• **Exercise**: Change "black trousers" to "navy trousers" in the listing below, then write the listing out again with everything else left as it is and the pictures omitted.

• **Listed records**:
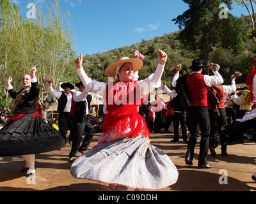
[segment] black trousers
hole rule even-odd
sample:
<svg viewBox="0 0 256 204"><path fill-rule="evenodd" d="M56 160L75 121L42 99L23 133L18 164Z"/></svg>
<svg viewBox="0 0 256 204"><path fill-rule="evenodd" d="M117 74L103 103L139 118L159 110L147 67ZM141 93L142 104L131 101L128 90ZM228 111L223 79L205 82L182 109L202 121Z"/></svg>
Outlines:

• **The reply**:
[segment] navy trousers
hole rule even-odd
sample:
<svg viewBox="0 0 256 204"><path fill-rule="evenodd" d="M56 160L75 121L42 99L23 133L18 164Z"/></svg>
<svg viewBox="0 0 256 204"><path fill-rule="evenodd" d="M117 74L103 103L139 118L159 110L147 67ZM141 93L142 104L131 101L128 90ZM228 111L223 79L205 82L182 109L202 121Z"/></svg>
Outlines:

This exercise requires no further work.